A cette même soirée, j’ai été accosté par M. Caillaux, Ministre des Finances. Comme je ne sais rien, en dehors de ce qu’ont pu dire les journaux, de ce qui s’est passé à la Conférence de Berne, j’ai affecté de l’entretenir seulement des récents accords monétaires, en me félicitant de leur signature imminente. Je voyais bien que M. Caillaux voulait me parler de Chemins de Fer, mais je voulais l’obliger à prendre l’initiative. C’est ce qui a eu lieu. Le Ministre des Finances a commencé en disant: «Eh bien! nous allons recommencer le 12 Mai à Berne. Les invitations sont lancées.» J’ai répondu que je n’en avais pas reçu l’avis; que je devais aller à Berne dans deux jours pour une affaire de justice militaire et que probablement on ne m’avait pas envoyé les derniers renseignements parce qu’on était avisé de ma prochaine venue. - «Puisque Vous allez à Berne, a repris M. Caillaux, dites bien au Conseil fédéral que nous attachons le plus grand prix au Granges-Moutier. La ligne par Vallorbe est intéressante, mais elle n’ajoute rien au trafic des chemins de fer français; c’est une amélioration intéressante du tracé de Mouchard au Simplon, mais cela n’apportera pas une tonne sur les lignes françaises. Le Granges-Moutier, au contraire, attirera sur les rails français du trafic belge, qui gagne aujourd’hui le Gothard par le Luxembourg et 1’Alsace-Lorraine. Il existe à cet égard des tableaux graphiques très suggestifs. En outre, d’importants capitaux français sont engagés dans le Lötschberg, et nous désirons leur apporter du trafic, alors qu’il n’y a pas de capitaux français engagés dans le Gothard. Votre Gouvernement sera tôt ou tard appelé à racheter le Lötschberg: entre nous, il ferait mieux de le racheter tout de suite et de le construire lui-même convenablement, au lieu de le laisser construire par des entrepreneurs qui en sont les principaux actionnaires et qui travailleront au rabais, ce qui Vous obligera tôt ou tard à d’importants travaux de réfection, quand Vous aurez racheté. Le Granges-Moutier est pour nous bien plus important que le Frasne-Vallorbe, parce qu’il attirera du trafic nouveau sur les rails français, ce que ne fait pas l’autre ligne. Ne manquez pas de dire tout cela à Berne».

⁂

**Consigne:** Rédigez la suite du récit de l'entretien avec M. Caillaux présenté ci-dessus, en reprenant juste après sa dernière phrase.

⁂

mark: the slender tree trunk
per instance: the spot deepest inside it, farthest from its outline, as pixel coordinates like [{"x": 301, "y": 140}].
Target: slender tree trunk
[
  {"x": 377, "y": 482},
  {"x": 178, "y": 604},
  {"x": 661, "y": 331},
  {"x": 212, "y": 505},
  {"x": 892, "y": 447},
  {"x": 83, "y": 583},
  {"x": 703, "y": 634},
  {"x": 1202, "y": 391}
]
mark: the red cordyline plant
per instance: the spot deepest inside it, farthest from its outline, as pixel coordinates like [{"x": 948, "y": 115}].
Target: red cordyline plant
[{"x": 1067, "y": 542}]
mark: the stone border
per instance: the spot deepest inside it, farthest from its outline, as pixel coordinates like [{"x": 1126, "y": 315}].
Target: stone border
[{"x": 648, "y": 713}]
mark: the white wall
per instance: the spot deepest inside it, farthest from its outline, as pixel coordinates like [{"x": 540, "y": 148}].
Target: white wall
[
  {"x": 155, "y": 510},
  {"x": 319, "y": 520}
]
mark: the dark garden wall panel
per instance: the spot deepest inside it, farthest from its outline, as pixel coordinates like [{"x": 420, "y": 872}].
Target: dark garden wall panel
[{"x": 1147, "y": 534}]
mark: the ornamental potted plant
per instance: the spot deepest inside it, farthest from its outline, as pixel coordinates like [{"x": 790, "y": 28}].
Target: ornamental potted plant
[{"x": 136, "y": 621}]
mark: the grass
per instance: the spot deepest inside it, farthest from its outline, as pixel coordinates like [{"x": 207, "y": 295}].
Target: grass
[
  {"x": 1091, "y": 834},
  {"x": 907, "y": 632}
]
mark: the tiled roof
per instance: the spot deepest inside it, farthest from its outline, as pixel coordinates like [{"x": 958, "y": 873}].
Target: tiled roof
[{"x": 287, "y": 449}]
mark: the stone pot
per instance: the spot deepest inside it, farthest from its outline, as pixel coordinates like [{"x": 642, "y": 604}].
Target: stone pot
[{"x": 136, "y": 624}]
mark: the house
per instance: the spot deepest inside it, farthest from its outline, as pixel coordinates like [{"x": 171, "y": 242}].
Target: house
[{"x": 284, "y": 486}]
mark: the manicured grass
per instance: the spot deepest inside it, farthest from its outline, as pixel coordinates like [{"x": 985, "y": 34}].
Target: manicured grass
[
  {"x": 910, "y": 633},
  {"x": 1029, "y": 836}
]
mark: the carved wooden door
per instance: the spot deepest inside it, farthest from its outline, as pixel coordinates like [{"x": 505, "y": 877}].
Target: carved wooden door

⁂

**Réponse rédigée:**
J’ai répondu que n’ayant pas reçu d’instructions depuis la séparation de la Conférence, je ne pouvais émettre d’opinion officielle ou officieuse, mais qu’il me semblait personnellement que tout cela était bien gros et que si l’on voulait aboutir il eût été peut-être plus prudent de ne pas toucher à tant de choses à la fois; que cela risquait de faire naître chez nous l’opinion qu’en réalité la France, en demandant tout, ou presque tout, avait plutôt pour but d’enterrer l’affaire et que depuis longtemps, le Ministère des Finances passait pour n’avoir qu’un désir médiocre de mettre beaucoup d’argent dans les lignes d’accès du Simplon; que depuis longtemps l’histoire ou la légende attribuait cette arrière-pensée à M. Laurent.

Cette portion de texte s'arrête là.